** start of Data shown **

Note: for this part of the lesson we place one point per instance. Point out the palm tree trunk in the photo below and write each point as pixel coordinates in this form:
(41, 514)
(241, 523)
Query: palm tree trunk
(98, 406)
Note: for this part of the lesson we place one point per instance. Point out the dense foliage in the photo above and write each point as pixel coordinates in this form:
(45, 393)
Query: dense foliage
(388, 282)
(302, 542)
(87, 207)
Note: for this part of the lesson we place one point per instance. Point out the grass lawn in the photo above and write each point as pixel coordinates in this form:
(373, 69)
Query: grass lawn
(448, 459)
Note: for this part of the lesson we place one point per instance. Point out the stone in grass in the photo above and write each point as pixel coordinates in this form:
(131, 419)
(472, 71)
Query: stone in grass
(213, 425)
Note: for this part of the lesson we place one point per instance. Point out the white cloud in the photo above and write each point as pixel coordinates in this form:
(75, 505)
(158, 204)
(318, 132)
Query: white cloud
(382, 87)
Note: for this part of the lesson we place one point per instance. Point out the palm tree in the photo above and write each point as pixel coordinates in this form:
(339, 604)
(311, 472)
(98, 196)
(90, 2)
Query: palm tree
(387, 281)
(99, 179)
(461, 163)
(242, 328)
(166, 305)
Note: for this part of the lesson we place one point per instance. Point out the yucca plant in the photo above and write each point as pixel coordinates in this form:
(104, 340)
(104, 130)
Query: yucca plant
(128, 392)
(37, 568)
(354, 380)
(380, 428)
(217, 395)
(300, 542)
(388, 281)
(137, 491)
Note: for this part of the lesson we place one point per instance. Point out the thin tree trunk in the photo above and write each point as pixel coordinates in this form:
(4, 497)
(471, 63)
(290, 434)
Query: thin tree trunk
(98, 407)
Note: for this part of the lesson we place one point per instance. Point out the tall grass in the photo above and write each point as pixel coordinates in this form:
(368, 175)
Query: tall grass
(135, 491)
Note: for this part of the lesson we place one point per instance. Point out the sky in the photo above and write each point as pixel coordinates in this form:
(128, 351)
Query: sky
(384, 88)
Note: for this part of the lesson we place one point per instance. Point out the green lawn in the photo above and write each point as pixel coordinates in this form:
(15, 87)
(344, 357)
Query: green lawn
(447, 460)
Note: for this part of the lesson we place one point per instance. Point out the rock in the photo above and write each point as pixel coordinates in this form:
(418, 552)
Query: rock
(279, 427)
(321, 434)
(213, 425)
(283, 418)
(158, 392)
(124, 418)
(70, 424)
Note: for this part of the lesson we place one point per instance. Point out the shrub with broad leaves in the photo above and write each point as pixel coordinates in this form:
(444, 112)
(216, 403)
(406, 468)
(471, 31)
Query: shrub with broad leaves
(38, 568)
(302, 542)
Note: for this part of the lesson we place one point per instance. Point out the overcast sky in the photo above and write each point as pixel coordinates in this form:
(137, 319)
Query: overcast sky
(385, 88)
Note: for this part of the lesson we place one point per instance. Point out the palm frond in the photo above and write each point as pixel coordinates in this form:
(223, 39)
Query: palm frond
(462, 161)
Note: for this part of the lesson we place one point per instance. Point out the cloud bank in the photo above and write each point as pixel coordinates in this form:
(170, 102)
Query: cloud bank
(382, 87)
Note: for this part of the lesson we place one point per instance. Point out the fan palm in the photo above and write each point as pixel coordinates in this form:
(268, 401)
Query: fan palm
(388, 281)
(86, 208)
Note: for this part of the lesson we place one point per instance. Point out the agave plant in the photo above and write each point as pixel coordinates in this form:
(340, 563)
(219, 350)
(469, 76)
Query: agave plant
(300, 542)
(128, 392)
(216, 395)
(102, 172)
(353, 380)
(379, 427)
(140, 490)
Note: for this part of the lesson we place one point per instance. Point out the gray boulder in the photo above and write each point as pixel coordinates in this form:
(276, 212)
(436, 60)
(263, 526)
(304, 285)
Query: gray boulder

** end of Data shown **

**What is being asked:** Can you copy out every one of the lines above word for word, leaving none out?

**Solution to this exercise:**
Note: for this part of the lesson we place one point per instance. Point out the palm tree trunk in the photo below and write each point as pixel coordinates in this form:
(41, 514)
(241, 523)
Query: palm tree trunk
(98, 406)
Note: for this part of the lesson we place one point per instance. Point out the dense foliage in the photo above and write each point as pixel coordinates in this form:
(45, 393)
Query: dense foliage
(388, 282)
(302, 542)
(87, 207)
Note: for this part of the lesson we place one point per instance. Point out the grass lawn in the photo above and write each point as pixel coordinates in this form:
(373, 69)
Query: grass lawn
(448, 459)
Note: for this part of the lesson we place one point per instance. Point out the stone in grass in the photo above and write each point as pixel coordinates in this form:
(131, 419)
(472, 71)
Query: stone in grass
(213, 425)
Note: for this part of the lesson we place one point per instance. Point out the white cloud in the photo above and write each point as pixel coordinates in this form:
(75, 505)
(158, 204)
(318, 132)
Query: white cloud
(382, 87)
Note: for this part of the lesson we place one point per instance. Point out the palm tree in the photo above and write each point as pixel coordinates in this form:
(339, 604)
(311, 472)
(98, 196)
(90, 2)
Query: palm tree
(387, 281)
(99, 179)
(461, 163)
(242, 328)
(166, 305)
Note: for this part of the lesson we place one point per instance. Point out the yucca plant in the photo above and write each point as pixel coordinates in this form:
(104, 340)
(104, 130)
Query: yucca plant
(128, 392)
(37, 568)
(354, 380)
(380, 428)
(217, 395)
(300, 542)
(388, 281)
(137, 491)
Note: for this part of the lesson we place one point per instance. Point out the thin tree trunk in the photo above and write each point as pixel coordinates in this form:
(4, 497)
(471, 63)
(290, 434)
Query: thin tree trunk
(98, 407)
Note: for this part of the lesson we place one point per instance. Point out the tall grass in the photo above and write each point as pixel coordinates in this form:
(368, 175)
Query: tall grass
(135, 491)
Note: for this part of the lesson we place one point per instance. Point out the sky in the photo above and write each point as pixel coordinates in this form:
(128, 351)
Query: sky
(384, 88)
Note: for this part of the lesson we place one point per instance. Point out the green lawn in the photo above and write each point as pixel coordinates in this form:
(15, 87)
(344, 357)
Query: green lawn
(447, 460)
Note: for this part of the lesson we place one point per instance. Point out the rock in the photo above and write each point as pixel coordinates in this form:
(418, 552)
Query: rock
(279, 427)
(321, 434)
(213, 425)
(283, 418)
(158, 392)
(124, 418)
(70, 424)
Note: for this part of the lesson we place one point per instance. Point out the shrub with broad leaves in the photo above and write each point as pixel coordinates in this form:
(444, 112)
(216, 403)
(406, 468)
(471, 31)
Query: shrub with broad leaves
(38, 568)
(302, 542)
Note: for this part of the lesson we place one point per instance. Point out the overcast sky in the photo above and write each point as pixel coordinates in this form:
(137, 319)
Query: overcast sky
(385, 88)
Note: for this part of the lesson we place one point per instance. Point out the palm frond in the photo above and write each point as pixel coordinates in this form:
(223, 39)
Query: palm frond
(462, 161)
Note: for this part of the lesson we place one point per instance. Point out the cloud bank in the photo above and write each point as pixel coordinates in this form:
(170, 102)
Query: cloud bank
(382, 87)
Note: for this part of the lesson we place one point per instance. Point out the fan palm in the photo above and write each point as pixel coordinates in this form:
(268, 401)
Query: fan palm
(388, 281)
(86, 208)
Note: for this part of the lesson we place one point per instance. Point out the agave plant in the photo above and write each point as pixel coordinates in this form:
(340, 563)
(219, 350)
(469, 76)
Query: agave plant
(300, 542)
(128, 392)
(216, 395)
(102, 172)
(353, 380)
(379, 427)
(140, 490)
Note: for this part of the lesson we place one point per instance. Point out the gray boulder in the photo above and write each point as pixel coordinates in this form:
(276, 212)
(436, 60)
(263, 526)
(304, 285)
Query: gray boulder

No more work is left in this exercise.